#### [COMPLETE THE FOLLOWING]
1. Could you transcribe the Apple–Samsung lawsuit discussion from "If Apple wins, I'd" up to and including "devices that don't."?
2. In the Apple–Samsung lawsuit discussion, how many Galaxy-branded phones had been sold by Oct 2011, according to the cursory search it mentions?
3. Can you continue the Apple–Samsung lawsuit discussion from where it stops?

If Apple wins, I'd imagine Samsung pays damages on every unit of every device sold since 2007 found to be infringing and is forced to stop selling all devices that infringe until they make new devices that don't.

 

People act as if no punishment will befall Samsung for design infringement. I guess everyone has forgotten about what Apple did to eMachines (bankrupt, now owned by Gateway, bankrupt, now owned by Acer)…

 

Samsung is an entirely different beast compared to eMachines. On top of the fact Samsung is involved in so many different markets with a wide portfolio of products, I don't believe their current flagship phones are part of this trial (Galaxy S III, Galaxy Note, etc.). How much of a penalty per device would Samsung be slapped with? $10 per alledgedly infringing device sold? $100? Multiplied by how many units? A cursory search points to a total of 30 million Galaxy-branded phones sold by Oct 2011. But that total is global sales not US-only sales. Let's use the 30 million number just for argument's sake since they've had a few more months to sell alledgedly infringing product. I think $100 per device is extreme, but I'll use that number. So Samsung would get a $3 billion fine to Apple and not be allowed to sell any more of the older models of its Galaxy line.

#### [DATA SUPPLIED]
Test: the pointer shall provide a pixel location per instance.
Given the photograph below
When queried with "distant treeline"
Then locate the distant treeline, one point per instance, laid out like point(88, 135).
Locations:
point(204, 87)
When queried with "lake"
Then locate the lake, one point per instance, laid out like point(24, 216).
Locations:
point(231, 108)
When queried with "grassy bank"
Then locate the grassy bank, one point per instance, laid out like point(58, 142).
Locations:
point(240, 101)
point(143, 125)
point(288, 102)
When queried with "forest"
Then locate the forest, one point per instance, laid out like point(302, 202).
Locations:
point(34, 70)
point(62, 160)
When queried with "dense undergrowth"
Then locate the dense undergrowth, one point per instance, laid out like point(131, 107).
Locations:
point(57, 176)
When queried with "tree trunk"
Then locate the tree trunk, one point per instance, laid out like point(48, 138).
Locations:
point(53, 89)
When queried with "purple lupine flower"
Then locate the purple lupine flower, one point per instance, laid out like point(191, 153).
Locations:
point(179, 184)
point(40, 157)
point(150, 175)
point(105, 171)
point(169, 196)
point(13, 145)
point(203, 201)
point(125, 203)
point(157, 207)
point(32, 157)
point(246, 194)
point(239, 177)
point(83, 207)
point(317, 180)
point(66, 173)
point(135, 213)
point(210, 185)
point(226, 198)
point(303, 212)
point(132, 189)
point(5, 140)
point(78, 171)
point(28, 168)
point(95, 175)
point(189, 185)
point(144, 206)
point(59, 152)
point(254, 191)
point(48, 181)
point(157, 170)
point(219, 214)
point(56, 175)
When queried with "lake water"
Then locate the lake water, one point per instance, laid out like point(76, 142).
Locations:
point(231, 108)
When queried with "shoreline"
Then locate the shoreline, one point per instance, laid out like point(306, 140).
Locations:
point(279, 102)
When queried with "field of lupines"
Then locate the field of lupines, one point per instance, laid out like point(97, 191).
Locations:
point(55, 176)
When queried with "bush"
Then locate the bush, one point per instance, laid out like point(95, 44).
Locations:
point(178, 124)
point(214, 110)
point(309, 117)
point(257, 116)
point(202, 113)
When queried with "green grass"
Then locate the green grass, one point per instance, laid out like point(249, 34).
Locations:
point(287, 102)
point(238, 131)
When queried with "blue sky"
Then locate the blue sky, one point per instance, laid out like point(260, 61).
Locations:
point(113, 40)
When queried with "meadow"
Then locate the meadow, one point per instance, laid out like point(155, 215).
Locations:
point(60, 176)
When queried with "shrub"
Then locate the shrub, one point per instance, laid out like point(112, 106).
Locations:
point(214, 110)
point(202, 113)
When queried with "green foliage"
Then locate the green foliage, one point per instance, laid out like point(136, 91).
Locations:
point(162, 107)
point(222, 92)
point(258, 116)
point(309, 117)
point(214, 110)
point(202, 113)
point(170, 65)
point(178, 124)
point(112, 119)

==

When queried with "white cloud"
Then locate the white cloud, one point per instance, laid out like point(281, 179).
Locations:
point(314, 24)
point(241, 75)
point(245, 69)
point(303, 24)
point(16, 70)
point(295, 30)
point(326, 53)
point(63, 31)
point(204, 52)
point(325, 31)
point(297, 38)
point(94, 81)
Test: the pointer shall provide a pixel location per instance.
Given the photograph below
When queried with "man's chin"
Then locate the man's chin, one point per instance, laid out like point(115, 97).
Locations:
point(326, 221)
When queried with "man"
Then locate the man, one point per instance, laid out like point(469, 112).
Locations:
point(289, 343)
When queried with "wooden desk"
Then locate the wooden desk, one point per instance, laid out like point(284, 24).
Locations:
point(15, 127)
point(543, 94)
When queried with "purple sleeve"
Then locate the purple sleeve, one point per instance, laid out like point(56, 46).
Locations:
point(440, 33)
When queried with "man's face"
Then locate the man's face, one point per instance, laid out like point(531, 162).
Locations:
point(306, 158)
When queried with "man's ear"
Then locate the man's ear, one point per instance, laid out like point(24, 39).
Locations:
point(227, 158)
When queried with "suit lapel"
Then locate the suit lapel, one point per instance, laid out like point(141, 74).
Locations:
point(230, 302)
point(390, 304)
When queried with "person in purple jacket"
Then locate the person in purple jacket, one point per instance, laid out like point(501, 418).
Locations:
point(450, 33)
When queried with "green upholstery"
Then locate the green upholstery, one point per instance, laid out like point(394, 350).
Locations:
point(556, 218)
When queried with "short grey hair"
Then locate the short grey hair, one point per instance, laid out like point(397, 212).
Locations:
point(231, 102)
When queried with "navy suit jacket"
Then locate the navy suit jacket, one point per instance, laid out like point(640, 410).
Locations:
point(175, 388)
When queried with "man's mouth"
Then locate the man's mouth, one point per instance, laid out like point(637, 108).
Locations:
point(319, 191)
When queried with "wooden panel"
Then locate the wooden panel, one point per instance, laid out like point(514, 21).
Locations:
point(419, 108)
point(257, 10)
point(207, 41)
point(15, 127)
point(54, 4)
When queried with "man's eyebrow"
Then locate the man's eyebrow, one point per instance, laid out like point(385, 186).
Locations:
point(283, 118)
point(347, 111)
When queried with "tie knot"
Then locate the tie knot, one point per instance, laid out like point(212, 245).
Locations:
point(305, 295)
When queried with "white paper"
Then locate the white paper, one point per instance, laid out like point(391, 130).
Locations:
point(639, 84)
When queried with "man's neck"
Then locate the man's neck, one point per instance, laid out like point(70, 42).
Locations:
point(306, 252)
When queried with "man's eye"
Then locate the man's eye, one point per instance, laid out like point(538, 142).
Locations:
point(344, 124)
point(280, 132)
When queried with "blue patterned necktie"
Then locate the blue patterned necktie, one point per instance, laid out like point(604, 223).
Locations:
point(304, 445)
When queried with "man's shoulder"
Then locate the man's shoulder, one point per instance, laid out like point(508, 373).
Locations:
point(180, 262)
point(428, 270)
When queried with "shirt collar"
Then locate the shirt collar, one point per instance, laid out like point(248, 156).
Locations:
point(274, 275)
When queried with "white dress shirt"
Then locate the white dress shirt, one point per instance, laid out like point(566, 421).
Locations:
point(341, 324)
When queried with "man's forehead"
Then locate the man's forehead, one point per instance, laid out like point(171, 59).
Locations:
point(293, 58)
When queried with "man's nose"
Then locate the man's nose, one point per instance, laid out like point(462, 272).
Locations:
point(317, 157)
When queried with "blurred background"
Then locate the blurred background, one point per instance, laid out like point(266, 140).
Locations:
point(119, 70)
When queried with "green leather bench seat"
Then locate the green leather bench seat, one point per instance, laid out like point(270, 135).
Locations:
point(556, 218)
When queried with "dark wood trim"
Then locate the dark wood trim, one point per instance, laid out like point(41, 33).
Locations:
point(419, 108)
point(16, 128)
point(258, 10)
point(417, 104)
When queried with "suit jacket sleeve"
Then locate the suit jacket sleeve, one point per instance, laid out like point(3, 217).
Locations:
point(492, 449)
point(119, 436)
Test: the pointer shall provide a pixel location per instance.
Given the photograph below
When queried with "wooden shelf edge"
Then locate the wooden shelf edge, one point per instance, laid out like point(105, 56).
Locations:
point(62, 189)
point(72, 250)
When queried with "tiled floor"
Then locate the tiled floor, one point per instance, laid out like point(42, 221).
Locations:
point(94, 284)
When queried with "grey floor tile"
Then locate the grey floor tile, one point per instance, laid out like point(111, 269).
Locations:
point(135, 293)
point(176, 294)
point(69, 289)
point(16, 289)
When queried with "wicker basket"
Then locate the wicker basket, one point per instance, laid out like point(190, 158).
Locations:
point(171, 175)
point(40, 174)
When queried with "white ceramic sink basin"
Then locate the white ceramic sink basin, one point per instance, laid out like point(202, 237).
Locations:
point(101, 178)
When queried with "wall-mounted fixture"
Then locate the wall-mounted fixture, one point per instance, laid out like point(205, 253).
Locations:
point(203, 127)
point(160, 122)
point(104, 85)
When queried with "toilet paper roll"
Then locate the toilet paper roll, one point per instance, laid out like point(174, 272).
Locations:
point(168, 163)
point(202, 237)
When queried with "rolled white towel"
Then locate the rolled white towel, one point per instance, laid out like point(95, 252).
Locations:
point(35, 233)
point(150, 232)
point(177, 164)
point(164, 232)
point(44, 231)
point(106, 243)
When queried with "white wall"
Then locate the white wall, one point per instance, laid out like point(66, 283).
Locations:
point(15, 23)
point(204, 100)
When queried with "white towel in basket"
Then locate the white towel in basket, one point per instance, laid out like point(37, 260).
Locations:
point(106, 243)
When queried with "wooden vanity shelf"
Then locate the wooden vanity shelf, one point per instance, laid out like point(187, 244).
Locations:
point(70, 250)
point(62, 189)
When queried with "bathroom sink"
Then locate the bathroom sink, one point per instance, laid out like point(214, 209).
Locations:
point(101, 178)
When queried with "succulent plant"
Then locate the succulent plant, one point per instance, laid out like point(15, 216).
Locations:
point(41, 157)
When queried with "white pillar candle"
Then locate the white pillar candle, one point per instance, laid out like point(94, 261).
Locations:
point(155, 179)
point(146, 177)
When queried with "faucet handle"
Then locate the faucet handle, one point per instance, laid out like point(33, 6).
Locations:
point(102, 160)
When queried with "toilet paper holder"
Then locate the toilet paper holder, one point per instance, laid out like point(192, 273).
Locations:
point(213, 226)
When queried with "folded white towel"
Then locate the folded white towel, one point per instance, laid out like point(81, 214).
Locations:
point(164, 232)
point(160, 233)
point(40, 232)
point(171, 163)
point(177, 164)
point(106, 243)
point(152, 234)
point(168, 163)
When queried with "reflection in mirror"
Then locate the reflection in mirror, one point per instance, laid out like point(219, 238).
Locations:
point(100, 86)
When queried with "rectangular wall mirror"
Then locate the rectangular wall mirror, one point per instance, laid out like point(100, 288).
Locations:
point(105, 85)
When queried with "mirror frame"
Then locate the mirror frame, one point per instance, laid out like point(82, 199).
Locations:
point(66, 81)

#### [FINAL ANSWERS]
1.
If Apple wins, I'd imagine Samsung pays damages on every unit of every device sold since 2007 found to be infringing and is forced to stop selling all devices that infringe until they make new devices that don't.

2. 30 million

3.
 

Samsung's last quarterly earnings report showed $5.9 billion in profit. So if they lose the case, they could potentially be hit with a fine of half of one quarter's worth of profits, plus maybe another few hundred thousand in lost sales of past generation devices in the US, right? Or could the damages be more than $100 per device? Could there be a lump sum on top of damages per device sold?

 

Regardless, I don't believe Samsung will have to pay Apple even $3 billions in damages if they lose. I feel like this trial will give Samsung one or two bad quarters at most before bouncing back to normalcy. And that's just bad news on paper because Samsung has about $50 billion cash on hand according to its earnings report released in January. Samsung can afford to keep calm, pay up, and move on.

When a company stops chasing profit and start chasing the betterment of their products, services, workforce, and customers, that will be the most valuable company in the world.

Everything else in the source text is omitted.